# start of Data listing

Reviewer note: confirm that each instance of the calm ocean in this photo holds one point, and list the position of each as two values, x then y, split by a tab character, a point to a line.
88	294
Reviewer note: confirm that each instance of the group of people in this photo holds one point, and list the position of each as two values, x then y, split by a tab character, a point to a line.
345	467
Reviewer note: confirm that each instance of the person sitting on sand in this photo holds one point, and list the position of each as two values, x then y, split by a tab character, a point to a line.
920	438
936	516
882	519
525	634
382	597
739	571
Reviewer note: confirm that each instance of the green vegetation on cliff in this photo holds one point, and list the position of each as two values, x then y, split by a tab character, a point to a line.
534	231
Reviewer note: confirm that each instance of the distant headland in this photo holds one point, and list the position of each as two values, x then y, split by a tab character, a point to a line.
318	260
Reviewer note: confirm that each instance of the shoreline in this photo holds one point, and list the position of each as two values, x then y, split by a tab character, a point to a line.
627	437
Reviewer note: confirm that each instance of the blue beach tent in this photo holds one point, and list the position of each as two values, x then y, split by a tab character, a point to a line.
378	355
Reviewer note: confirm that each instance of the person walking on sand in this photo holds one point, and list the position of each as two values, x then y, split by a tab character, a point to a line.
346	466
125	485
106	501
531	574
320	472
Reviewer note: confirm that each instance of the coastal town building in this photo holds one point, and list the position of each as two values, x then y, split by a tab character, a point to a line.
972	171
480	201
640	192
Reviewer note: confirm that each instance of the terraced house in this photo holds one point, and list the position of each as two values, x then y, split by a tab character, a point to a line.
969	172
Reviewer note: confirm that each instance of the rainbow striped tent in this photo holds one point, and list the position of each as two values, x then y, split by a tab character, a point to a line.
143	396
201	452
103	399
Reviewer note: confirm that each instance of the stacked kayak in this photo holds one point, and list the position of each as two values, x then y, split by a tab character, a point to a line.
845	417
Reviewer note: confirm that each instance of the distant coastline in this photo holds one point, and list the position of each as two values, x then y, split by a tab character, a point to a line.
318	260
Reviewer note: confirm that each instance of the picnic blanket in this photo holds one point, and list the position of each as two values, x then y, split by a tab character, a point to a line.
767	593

# end of Data listing

▸ **Task prompt**
Using the listing above, reproduce each line without omission.

▸ **The reply**
Reviewer note: confirm that each instance of the calm ocean in this photo holds one point, and list the position of each as two values, x then y, split by a tab character, a point to a line.
88	294
Reviewer note: confirm that each instance of the group of people in this photo holds one point, and list the position of each as two values, x then y, split by a tab character, a point to a line.
345	467
Reviewer note: confirm that each instance of the person sitting on sand in this photo holds one point, and list the position of each as two values, x then y, split by a tab character, a point to a line.
920	438
936	516
882	519
525	634
382	597
739	571
Reviewer note: confirm that each instance of the green vegetation on cliff in this photo holds one point, and list the position of each as two values, x then y, split by a tab character, a point to a line.
534	231
Reviewer note: confirm that each instance of the distant headland in this photo holds one point, and list the position of each as two values, x then y, split by a tab character, a point to a line.
318	260
Reviewer note: confirm that each instance of the shoreline in this photo holds one point, and list the position of each as two values, x then y, split by a tab character, a point to a line.
627	437
Reviewer note: confirm that each instance of the blue beach tent in this photo holds one point, and list the position of each as two values, x then y, split by a tab character, a point to a line.
378	355
Reviewer note: confirm that each instance of the person walking on sand in this photo holds one point, and list the position of each as two values, x then y, split by a tab character, a point to a line.
346	466
125	485
106	501
531	574
320	472
Reviewer note: confirm that each instance of the coastal town building in this photo holds one point, and list the position of each as two values, x then y, split by a tab character, a point to a line.
972	171
480	201
640	192
Reviewer note: confirm that each instance of the terraced house in this photo holds one point, and list the position of each as two values, x then y, split by a tab character, a point to a line.
969	172
Reviewer note: confirm that each instance of the rainbow striped tent in this photo holds one point, and list the position of each as two values, x then y, split by a tab character, a point to a line.
143	396
201	452
103	399
Reviewer note: confirm that each instance of the stacked kayak in this photo holds one point, and list the position of each as two values, x then y, split by a tab character, a point to a line.
845	417
Reviewer note: confirm that each instance of the distant coastline in this photo holds one point, and list the position of each as two values, x then y, split by a tab character, a point to a line.
318	260
Reviewer note: confirm that each instance of the picnic blanket in this photo holds one point, and list the position of each as two values, x then y, split by a tab character, a point to a line.
767	593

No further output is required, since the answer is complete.